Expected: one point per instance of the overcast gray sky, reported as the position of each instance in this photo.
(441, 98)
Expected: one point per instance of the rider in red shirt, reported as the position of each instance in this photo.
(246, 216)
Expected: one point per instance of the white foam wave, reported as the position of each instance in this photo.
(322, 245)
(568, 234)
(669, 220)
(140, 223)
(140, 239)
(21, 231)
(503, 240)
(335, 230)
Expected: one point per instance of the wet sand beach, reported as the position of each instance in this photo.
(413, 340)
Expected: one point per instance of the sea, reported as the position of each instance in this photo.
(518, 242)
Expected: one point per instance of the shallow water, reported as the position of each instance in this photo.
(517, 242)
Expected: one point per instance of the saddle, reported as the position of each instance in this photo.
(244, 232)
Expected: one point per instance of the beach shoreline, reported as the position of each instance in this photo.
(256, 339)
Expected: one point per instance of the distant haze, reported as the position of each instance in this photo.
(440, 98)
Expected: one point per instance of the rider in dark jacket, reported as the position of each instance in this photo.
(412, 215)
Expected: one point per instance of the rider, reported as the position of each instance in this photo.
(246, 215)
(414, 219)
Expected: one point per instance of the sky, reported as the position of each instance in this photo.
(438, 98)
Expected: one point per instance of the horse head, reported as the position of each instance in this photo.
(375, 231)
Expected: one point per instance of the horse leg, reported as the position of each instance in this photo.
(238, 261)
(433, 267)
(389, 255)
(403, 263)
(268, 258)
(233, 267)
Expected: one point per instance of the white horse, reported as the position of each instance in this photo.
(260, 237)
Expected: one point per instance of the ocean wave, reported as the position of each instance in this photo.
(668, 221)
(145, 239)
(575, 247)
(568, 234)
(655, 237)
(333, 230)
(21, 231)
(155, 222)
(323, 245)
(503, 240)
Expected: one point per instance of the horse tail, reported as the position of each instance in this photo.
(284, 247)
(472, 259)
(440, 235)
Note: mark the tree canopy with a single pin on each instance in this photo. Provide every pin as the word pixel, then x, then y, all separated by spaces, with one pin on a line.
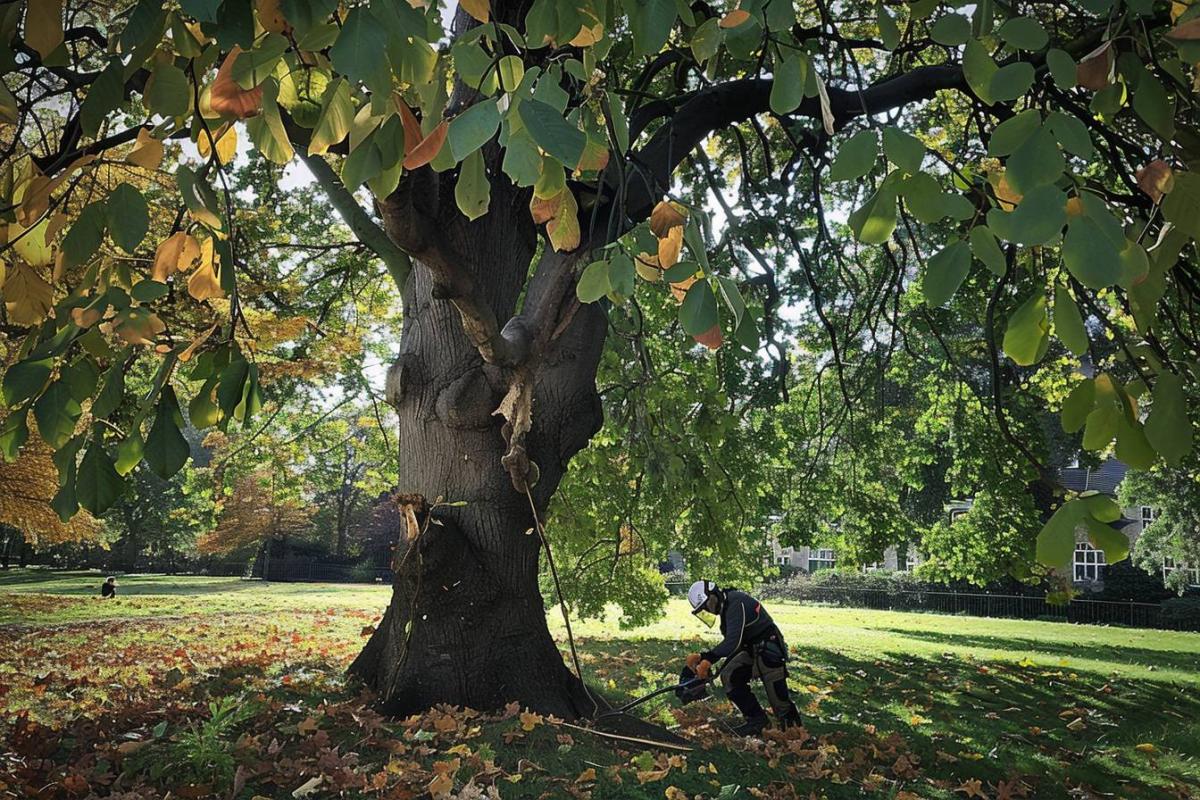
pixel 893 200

--------

Only the lines from the one containing "Expected: one point per instance of the rider in dark" through the final line of the data should be given again, exactly and without pictures.

Expected: one point per instance of the rider in dark jacket, reported as the position of each instance in this photo.
(412, 215)
Expected: one point per instance of the rider, reported as the position of each instance in this photo.
(246, 215)
(414, 219)
Expected: one point per instance of the sky, reported as the position of each instance in this photo.
(438, 98)
Expected: one point per instance of the horse head, reported as the position of each instance in this photo.
(375, 231)
Expected: one point per instance of the horse leg, reported as the position of each instance in this photo.
(238, 261)
(433, 267)
(389, 255)
(403, 263)
(268, 258)
(233, 267)
Expected: one point per instance of the white horse, reported as the position of each instance in this photo.
(260, 237)
Expected: one point per instance of the ocean wave, reported as the position of each instance in this photo.
(668, 221)
(145, 239)
(575, 247)
(568, 234)
(655, 237)
(333, 230)
(21, 231)
(155, 222)
(323, 245)
(503, 240)
Expected: one point per instance of the horse tail, reported as the position of each instance in this photo.
(284, 247)
(472, 259)
(440, 235)
Note: mark the tree canopy with a single pin on each instance in this photo. Provide every pin as the word pixel, then x, then y, all separated by spaces, with one pin on a line.
pixel 893 200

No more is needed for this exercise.